── PROVIDED RECORDS

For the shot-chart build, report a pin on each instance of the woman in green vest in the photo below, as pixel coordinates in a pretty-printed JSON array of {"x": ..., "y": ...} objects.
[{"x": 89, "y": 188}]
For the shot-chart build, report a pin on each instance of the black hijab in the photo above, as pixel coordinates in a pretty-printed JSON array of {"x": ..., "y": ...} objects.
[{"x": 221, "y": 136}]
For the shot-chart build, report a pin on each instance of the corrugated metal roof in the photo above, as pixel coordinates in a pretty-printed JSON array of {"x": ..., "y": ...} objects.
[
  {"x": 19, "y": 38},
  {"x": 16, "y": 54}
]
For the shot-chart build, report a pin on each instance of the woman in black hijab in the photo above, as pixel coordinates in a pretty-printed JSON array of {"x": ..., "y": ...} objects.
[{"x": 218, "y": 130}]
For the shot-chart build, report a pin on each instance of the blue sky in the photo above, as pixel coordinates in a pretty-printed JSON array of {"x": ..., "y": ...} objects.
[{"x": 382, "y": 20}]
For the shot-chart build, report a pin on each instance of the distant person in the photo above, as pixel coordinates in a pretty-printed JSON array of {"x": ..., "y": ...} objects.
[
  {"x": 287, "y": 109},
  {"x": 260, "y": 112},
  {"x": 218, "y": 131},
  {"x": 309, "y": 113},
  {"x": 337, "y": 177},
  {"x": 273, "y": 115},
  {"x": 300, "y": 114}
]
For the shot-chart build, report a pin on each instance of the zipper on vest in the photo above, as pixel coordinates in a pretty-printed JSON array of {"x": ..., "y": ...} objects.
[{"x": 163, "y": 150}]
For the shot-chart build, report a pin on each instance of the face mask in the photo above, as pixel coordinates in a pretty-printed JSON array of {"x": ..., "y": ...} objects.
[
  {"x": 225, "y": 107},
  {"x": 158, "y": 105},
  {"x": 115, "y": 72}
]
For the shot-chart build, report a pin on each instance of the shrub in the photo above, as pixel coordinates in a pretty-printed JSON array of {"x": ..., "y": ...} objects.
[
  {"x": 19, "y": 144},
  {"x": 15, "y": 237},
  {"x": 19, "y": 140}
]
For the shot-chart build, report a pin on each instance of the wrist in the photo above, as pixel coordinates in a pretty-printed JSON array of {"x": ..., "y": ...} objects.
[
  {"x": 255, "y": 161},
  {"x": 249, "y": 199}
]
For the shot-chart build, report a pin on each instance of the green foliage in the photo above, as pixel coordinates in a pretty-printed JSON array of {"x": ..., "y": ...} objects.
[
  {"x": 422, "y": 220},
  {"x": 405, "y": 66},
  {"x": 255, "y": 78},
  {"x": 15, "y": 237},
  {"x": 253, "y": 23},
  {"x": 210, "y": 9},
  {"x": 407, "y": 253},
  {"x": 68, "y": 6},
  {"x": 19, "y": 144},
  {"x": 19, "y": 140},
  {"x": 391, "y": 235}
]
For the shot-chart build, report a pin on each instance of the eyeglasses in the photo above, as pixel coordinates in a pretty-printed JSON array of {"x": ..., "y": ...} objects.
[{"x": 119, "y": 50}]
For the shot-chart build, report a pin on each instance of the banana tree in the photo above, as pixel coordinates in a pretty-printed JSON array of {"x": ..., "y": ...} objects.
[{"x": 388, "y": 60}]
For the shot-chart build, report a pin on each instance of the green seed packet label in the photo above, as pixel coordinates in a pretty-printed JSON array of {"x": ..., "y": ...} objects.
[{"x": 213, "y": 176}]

────

TO DO:
Each line from the one with "of the shrub" through the end of the entries above must be set down exactly, both end lines included, and no other line may appear.

WRITTEN ANSWER:
For the shot-chart build, report a pin on each instance of the shrub in the photo above, as pixel coordinates in a pretty-printed JSON array of {"x": ..., "y": ...} objects.
[
  {"x": 19, "y": 144},
  {"x": 15, "y": 237},
  {"x": 19, "y": 140}
]
For the shot-chart build, report a pin on each instance of the wrist in the photo above, as pixel coordinates in a pretty-printed JSON array of {"x": ..., "y": ...} objects.
[
  {"x": 255, "y": 161},
  {"x": 249, "y": 199}
]
For the shot-chart build, report a pin on each instance of the green foliage in the photo above, as pixel coordinates in a pretty-printed JSON array of {"x": ..., "y": ...} objects.
[
  {"x": 422, "y": 220},
  {"x": 405, "y": 66},
  {"x": 255, "y": 78},
  {"x": 15, "y": 237},
  {"x": 253, "y": 23},
  {"x": 210, "y": 9},
  {"x": 407, "y": 253},
  {"x": 68, "y": 6},
  {"x": 19, "y": 144},
  {"x": 19, "y": 140},
  {"x": 391, "y": 235}
]
For the shot-chart build, report a pin on each instance of the eyeglasses in the photo above, as pixel coordinates in a pretty-printed JSON array of {"x": ..., "y": ...} objects.
[{"x": 119, "y": 50}]
For the shot-chart build, report a pin on each instance of the banana tree in the photo above, as pixel coordinates in a pretty-printed JSON array of {"x": ..., "y": ...} objects.
[{"x": 388, "y": 60}]
For the shot-chart build, report a pin on each instance of the green seed packet label in the photo above, as pixel coordinates in a pretty-printed JSON array of {"x": ..., "y": ...} objects.
[{"x": 213, "y": 176}]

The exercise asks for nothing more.